(Free-text object descriptions)
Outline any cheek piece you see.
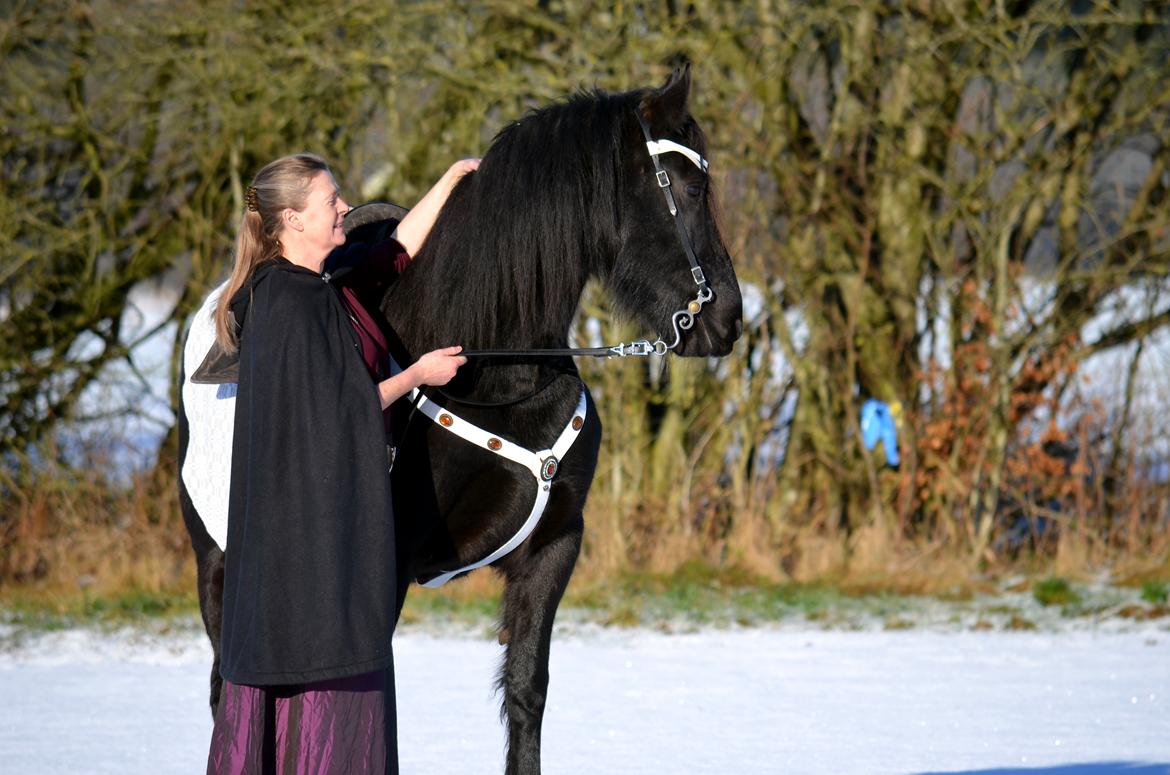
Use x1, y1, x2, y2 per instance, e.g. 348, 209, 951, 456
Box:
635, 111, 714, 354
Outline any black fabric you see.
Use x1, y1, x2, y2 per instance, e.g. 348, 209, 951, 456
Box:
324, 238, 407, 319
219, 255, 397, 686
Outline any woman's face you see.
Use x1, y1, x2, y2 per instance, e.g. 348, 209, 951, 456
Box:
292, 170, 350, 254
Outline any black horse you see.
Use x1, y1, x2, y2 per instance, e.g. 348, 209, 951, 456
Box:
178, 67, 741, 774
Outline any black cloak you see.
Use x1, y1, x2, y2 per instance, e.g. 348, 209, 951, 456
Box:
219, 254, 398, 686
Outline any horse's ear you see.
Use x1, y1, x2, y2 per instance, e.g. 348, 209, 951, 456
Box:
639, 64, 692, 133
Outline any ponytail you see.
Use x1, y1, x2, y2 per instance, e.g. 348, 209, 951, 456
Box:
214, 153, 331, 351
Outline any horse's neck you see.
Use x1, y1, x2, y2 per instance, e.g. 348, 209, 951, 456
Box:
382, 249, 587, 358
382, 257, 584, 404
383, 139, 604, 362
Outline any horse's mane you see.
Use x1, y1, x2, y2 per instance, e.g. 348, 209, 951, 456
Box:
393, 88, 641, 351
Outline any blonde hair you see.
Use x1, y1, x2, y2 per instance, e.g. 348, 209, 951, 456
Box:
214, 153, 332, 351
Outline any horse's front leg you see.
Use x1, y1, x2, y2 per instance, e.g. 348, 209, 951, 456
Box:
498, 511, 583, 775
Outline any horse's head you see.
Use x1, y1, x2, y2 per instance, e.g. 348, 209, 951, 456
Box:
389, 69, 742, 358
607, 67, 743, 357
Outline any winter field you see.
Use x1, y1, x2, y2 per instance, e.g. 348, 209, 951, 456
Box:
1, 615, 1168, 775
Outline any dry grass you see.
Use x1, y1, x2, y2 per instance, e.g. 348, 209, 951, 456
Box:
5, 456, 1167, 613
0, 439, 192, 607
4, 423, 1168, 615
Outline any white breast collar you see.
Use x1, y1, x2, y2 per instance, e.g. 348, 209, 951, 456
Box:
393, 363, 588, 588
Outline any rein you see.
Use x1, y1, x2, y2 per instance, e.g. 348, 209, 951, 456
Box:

→ Activity:
Only the lines from where the data begins to the line with "Outline any horse's front leg you see.", both of them included, should be reproduced word for word; no pictures.

→ Task answer:
Outline any cheek piece you see.
Use x1, y1, x2, y2 per instance, e.g. 348, 209, 951, 456
Box:
635, 111, 714, 354
Outline any black fabric you see.
Use x1, y1, x2, y2 per instance, e.g. 348, 209, 951, 456
Box:
324, 238, 407, 319
219, 255, 397, 686
Outline any woman's face you see.
Use x1, y1, x2, y2 per instance, e.g. 348, 209, 951, 456
Box:
292, 170, 350, 254
Outline any black horse you see.
Use x1, y1, x2, y2 per instance, e.g. 348, 209, 951, 456
Box:
178, 67, 741, 774
Outline any black cloak you see.
Use x1, y1, x2, y2 per instance, e.g. 348, 209, 951, 456
Box:
219, 254, 398, 686
Outline any horse's ear you see.
Use x1, y1, x2, y2 per instance, e.g. 348, 209, 951, 456
Box:
639, 64, 692, 133
Outline any ponytail you see.
Use x1, y1, x2, y2 per instance, e.g. 348, 209, 951, 456
Box:
214, 153, 331, 351
Outline any horse's neck you see.
Use x1, y1, x2, y2 per instance, e.g. 348, 209, 951, 456
Box:
382, 249, 587, 358
382, 257, 584, 404
383, 139, 604, 362
Outline any horse's mane you see.
Use x1, y1, x2, y2 per instance, e.g. 348, 209, 951, 456
Box:
393, 88, 641, 351
Outline any blonde hair you see.
Use x1, y1, x2, y2 per instance, e.g. 348, 209, 951, 456
Box:
214, 153, 332, 351
Outline any horse's front leg you see.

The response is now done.